**WHAT IS BEING ASKED:**
Please make sure what you return matches the listing below exactly, minus its pictures.

**INPUT RECORDS:**
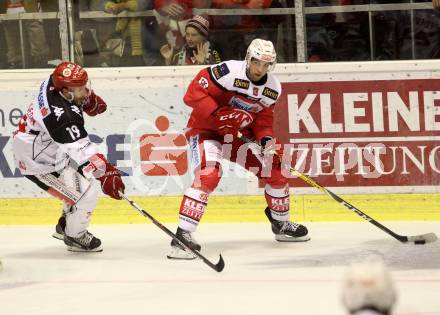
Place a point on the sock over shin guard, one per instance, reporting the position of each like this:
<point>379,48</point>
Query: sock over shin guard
<point>278,201</point>
<point>193,206</point>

**OUTPUT FOR THIS TASK:**
Place a point on the sock over shin guard, one per instance, reporting the position of each like this:
<point>379,48</point>
Query: sock over shin guard
<point>278,201</point>
<point>193,206</point>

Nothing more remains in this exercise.